BEGIN PAGE TEXT

LeetCode 137: Single Number 2

public class SingleNumberII137 {
    /*
    problem: Given an array of integers, every element appears three
    times except for one, which appears exactly once. Find that single one.

    Solution: The usual bit manipulation code is bit hard to get and replicate.
    I like to think about the number in 32 bits and just count how many 1s are there
    in each bit, and sum %= 3 will clear it once it reaches 3. After running for all
     the numbers for each bit, if we have a 1, then that 1 belongs to the single number,
     we can simply move it back to its spot by doing ans |= sum << i;

   This has complexity of O(32n), which is essentially O(n) and very easy to think and
   implement. Plus, you get a general solution for any times of occurrence. Say all the
   numbers have 5 times, just do sum %= 5.

END PAGE TEXT

**WRITTEN REQUEST**
List every code statement quoted inline in the solution explanation on the LeetCode 137 page. The records that follow have no connection to the LeetCode 137 page.

BEGIN GIVEN DATA

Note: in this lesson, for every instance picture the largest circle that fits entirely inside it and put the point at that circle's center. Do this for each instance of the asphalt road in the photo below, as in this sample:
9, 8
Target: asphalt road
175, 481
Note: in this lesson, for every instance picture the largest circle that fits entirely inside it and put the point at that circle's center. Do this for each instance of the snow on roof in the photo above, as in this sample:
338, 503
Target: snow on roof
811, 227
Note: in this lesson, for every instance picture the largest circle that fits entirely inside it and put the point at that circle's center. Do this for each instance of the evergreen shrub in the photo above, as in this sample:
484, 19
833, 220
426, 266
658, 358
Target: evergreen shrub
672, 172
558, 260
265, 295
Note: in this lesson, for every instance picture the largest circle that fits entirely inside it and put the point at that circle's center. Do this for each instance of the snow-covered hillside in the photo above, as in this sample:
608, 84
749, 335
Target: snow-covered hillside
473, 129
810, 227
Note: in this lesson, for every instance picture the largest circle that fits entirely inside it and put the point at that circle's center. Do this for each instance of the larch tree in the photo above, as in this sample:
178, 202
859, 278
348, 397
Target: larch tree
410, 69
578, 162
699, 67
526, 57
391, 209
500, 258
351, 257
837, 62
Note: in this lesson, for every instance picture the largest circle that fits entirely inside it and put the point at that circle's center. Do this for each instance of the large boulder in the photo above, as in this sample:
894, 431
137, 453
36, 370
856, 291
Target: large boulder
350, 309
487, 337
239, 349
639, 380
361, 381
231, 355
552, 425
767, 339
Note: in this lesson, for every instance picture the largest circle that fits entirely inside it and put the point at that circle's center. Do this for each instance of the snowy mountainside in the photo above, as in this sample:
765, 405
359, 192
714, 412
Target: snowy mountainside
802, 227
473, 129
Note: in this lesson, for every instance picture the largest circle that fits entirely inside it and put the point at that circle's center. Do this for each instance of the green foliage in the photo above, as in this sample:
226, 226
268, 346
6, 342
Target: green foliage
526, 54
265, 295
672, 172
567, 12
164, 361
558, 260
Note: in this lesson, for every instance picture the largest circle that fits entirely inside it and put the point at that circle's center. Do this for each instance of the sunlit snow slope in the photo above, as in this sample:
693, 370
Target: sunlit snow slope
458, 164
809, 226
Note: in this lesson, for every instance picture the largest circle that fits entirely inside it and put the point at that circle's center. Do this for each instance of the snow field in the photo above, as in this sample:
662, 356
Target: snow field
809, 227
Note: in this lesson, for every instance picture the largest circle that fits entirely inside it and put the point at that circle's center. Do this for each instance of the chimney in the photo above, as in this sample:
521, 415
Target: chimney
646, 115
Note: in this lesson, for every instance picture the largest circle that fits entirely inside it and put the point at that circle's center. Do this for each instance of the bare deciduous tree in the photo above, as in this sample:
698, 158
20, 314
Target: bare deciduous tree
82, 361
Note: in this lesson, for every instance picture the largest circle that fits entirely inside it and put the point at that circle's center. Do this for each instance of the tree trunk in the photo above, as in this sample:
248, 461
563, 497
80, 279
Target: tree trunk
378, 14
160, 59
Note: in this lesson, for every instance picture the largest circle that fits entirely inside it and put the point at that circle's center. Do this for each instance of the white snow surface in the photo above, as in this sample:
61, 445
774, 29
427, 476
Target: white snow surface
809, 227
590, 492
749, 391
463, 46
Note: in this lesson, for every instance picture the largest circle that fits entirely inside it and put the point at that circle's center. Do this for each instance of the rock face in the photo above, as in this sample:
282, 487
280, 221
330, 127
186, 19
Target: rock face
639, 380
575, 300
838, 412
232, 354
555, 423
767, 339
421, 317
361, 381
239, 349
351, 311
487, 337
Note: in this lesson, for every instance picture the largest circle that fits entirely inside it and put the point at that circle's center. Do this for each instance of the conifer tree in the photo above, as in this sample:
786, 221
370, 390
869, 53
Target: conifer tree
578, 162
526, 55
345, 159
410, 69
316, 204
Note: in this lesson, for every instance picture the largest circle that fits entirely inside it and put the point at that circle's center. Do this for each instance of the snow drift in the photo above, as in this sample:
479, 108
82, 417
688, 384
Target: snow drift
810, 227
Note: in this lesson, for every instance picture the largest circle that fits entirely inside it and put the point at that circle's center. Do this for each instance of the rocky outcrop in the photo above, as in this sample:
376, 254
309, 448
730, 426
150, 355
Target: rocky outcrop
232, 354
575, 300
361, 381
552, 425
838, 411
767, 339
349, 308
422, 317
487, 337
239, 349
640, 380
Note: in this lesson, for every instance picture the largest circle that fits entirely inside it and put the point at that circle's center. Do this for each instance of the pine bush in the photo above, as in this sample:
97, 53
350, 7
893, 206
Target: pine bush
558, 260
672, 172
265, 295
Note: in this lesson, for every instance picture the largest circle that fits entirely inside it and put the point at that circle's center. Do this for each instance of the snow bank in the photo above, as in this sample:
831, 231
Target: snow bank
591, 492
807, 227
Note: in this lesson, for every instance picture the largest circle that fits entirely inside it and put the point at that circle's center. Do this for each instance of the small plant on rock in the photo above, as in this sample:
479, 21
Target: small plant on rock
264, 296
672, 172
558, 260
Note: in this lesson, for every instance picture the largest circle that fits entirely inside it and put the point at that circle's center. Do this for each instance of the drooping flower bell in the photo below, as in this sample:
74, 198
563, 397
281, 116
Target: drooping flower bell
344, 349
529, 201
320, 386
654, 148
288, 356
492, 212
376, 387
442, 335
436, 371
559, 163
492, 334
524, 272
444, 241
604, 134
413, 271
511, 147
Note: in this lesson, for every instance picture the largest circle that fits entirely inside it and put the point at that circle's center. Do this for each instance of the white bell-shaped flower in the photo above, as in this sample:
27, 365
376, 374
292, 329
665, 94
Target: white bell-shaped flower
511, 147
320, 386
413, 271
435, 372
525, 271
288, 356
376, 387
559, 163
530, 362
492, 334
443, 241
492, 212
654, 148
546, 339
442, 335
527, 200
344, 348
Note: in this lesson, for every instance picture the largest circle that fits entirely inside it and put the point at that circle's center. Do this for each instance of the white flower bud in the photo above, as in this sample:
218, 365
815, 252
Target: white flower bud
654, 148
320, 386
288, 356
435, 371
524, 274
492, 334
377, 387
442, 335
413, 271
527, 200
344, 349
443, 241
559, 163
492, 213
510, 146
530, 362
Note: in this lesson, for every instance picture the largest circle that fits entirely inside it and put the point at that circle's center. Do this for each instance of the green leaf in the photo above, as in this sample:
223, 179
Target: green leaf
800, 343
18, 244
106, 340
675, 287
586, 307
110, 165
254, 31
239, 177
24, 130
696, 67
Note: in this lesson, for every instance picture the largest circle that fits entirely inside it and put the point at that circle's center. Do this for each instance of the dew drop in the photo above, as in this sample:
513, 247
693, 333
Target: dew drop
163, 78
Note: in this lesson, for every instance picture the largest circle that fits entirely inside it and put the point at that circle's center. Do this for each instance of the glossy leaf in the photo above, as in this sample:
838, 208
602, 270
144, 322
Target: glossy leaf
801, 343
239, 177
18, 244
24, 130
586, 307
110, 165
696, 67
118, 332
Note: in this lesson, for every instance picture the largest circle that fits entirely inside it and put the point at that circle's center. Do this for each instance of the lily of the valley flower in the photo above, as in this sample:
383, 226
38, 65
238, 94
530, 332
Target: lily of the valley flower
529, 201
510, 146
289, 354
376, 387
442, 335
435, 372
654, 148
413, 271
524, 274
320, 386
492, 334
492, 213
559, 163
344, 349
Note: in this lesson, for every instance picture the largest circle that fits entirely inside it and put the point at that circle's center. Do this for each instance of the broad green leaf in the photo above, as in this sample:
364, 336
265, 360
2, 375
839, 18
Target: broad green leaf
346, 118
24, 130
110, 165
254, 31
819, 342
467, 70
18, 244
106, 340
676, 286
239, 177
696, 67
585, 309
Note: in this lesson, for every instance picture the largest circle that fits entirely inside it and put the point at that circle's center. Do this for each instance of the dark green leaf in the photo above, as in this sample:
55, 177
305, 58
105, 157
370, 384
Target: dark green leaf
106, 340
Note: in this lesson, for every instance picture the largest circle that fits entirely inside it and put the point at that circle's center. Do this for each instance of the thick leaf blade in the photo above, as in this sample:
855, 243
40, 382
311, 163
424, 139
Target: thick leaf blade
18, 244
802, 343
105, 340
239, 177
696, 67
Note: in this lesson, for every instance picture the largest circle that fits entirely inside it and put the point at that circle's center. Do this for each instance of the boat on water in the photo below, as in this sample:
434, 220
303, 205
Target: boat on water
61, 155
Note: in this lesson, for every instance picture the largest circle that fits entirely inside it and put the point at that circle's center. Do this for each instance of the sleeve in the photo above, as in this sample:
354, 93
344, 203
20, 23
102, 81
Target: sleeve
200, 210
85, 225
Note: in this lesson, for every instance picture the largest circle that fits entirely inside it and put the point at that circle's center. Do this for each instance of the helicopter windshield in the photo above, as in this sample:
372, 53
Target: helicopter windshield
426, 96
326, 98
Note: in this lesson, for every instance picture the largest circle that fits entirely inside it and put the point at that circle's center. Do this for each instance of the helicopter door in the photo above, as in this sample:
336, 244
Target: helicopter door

END GIVEN DATA

**TASK OUTPUT**
- sum %= 3
- ans |= sum << i;
- sum %= 5